- _BRIEF_
Please revise the forum excerpt by rewriting it from "Gamingmuseum.com: Give your" up to and including "land. Probably Detroit.", replacing "Detroit" with "Cleveland".

- _EXTRACTED TEXT_
Gamingmuseum.com: Give your 3D accelerator a rest.
If they get something worth having, the white people will run them out of there and march them to some useless land. Probably Detroit.
Have gnu, will travel.
Just wanted to post some fact check data here. I live 10 miles from the data center, was interviewed for a position there (turned down the consequent job offer) and am friends with the data center administrator. First of all, the article is incorrect - the data center is in Shiprock New Mexico on the Navajo Nation, NOT in Albuquerque. This is a 240+ mile difference. It's a common occurance that news articles written by people outside the area tend to make. Everyone not from New Mexico thinks that Albuquerque, Santa Fe and Taos are the only places in New Mexico. Also, the data center was not built with grant funds. The grant funds went towards the fiber optic project. NTUA, the Navajo Tribal Utility Authority, invested their own capital to build the data center. In fact, what the ariticle does not make clear is that NTUA houses and manages the data center. What makes this unusual is that NTUA is the utility for the Navajo Nation (water, sewer, electricity, etc.). Building and running a data center is a little out of their core compentencies. Having said that, however, they've done an impressive job. The data center is state of the art and well built. They have power feeds from two different bulk electric utilities, two massive backup generators, two buildings of UPSs, and a state-of-the art NOC. What they don't have, in my humble opinion, is a completely fleshed out marketing team. But then I don't know exactly what their marketing strategy is anyway. As far as being racist goes, the only comment I've seen so far which I would say is blatantly racist is the one about "every liquor store in the region" putting up a website. That's kind of harsh, and is a really bad sterotype. Again, however, that's just my opinion. This is a free country after all.
They didn't have any casino's on the Navajo Nation until about two years ago. It was probably the one that held off the longest on building them, partially because they could never come to an agreement with the State of New Mexico, but mostly due to tribal opposition.
The bigger thing is that it will benefit those that have power... What many people don't realize though is that much of the reservation is like a third world country without running water or electricity!
If I want to know something, there's a good chance that I can learn it on the internet. It used to be that I had to go to a library to find information, sort through a card catalog for books that sound like they'd fit what I'm looking for, and actually do some serious research. Now? Pull up a search engine, and there's a good chance that I'll have the information I'm looking for in a matter of seconds.

- _DATASET ENTRIES_

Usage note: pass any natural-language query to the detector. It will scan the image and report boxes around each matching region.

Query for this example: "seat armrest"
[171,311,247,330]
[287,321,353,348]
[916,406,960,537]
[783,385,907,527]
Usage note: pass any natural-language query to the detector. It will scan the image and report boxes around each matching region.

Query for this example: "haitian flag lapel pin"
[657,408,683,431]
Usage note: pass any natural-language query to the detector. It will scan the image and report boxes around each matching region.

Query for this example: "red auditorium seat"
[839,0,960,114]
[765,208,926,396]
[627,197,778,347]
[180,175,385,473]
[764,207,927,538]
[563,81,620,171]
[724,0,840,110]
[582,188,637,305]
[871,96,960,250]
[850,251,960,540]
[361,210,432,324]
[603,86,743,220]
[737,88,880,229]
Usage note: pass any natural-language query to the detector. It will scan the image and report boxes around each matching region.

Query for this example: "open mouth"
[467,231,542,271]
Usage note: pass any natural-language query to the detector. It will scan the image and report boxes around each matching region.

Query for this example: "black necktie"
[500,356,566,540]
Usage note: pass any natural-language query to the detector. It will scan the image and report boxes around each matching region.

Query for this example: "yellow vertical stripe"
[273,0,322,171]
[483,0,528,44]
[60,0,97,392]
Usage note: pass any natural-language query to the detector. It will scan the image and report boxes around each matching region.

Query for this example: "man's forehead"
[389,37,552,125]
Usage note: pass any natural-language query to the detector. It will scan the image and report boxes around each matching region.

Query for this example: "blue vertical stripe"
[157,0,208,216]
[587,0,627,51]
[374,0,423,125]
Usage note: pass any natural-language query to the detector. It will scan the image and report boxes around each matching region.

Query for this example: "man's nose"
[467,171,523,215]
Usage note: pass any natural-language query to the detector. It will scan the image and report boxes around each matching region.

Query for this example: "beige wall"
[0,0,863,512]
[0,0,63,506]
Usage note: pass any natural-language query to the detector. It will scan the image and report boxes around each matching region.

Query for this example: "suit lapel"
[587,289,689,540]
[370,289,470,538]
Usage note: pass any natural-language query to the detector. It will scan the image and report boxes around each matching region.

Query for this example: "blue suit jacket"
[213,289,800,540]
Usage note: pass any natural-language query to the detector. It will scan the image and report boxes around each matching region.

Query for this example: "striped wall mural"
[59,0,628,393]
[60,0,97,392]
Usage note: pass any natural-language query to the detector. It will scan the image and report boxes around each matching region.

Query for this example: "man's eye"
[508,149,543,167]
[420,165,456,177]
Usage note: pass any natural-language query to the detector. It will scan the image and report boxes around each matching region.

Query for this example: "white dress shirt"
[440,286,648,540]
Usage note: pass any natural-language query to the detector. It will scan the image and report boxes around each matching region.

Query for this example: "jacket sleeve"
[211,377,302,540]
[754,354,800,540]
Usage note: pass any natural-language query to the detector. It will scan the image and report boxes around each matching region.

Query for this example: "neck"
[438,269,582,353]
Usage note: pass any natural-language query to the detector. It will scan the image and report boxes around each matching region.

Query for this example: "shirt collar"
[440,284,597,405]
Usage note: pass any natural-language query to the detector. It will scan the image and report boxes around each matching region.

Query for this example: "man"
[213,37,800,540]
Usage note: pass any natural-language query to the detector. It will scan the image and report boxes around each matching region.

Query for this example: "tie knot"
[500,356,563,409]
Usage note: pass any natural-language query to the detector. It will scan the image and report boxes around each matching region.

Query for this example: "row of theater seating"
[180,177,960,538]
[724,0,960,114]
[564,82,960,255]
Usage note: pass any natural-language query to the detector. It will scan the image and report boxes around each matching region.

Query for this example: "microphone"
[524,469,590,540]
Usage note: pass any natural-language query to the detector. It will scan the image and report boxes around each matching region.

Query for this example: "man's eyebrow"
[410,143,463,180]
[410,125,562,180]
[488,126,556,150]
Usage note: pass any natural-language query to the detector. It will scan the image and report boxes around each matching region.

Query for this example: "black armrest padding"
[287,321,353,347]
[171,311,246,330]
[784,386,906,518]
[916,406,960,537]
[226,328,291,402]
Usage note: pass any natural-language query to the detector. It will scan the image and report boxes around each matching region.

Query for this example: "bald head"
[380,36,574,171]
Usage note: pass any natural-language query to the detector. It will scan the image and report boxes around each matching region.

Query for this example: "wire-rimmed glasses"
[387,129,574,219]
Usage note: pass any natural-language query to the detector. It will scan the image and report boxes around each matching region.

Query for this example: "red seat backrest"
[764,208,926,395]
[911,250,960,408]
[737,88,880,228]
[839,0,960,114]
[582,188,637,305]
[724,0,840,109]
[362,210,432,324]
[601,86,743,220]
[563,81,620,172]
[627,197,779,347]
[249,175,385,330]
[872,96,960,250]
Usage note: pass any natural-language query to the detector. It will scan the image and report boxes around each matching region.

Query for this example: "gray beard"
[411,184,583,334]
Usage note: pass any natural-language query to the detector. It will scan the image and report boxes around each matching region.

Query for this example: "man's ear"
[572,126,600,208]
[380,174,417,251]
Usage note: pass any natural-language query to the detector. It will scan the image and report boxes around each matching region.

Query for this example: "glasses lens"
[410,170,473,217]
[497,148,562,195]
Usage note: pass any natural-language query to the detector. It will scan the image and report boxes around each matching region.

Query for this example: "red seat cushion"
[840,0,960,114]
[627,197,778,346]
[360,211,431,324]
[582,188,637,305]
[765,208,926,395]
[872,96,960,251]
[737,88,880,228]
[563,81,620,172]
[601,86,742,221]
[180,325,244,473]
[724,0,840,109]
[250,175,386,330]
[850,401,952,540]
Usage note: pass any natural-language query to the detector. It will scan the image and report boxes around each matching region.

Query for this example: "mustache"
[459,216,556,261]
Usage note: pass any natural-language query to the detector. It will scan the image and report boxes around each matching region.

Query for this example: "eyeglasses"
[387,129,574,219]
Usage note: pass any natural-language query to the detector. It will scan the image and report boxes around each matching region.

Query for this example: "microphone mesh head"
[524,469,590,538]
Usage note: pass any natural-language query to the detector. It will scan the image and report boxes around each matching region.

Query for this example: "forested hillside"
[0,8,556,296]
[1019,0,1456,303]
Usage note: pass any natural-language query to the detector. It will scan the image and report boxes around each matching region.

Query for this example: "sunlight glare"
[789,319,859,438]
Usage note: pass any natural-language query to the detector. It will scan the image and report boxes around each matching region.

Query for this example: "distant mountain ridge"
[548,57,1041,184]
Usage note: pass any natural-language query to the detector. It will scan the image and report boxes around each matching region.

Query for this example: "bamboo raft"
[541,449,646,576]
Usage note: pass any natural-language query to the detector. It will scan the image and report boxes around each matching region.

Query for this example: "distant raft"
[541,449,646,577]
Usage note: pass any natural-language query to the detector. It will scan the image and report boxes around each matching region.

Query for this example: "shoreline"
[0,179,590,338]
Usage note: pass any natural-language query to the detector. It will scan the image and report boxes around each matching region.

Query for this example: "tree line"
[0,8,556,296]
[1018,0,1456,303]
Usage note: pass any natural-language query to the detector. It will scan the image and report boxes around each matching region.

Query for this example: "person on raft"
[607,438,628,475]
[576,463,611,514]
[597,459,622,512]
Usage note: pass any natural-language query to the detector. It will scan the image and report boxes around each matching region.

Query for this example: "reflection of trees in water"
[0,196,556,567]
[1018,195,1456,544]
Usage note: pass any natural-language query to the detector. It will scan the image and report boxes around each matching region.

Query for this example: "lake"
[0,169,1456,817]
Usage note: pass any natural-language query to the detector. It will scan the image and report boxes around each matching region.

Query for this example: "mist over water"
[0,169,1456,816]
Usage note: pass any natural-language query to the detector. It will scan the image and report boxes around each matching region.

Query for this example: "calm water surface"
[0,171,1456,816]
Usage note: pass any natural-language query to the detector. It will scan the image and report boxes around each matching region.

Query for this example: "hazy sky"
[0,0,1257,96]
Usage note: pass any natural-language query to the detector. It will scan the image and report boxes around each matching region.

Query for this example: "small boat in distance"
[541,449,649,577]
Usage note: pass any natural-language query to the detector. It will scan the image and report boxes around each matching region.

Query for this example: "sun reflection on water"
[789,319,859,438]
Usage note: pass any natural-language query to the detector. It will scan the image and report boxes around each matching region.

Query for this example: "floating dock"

- _WRITTEN SOLUTION_
Gamingmuseum.com: Give your 3D accelerator a rest.
If they get something worth having, the white people will run them out of there and march them to some useless land. Probably Cleveland.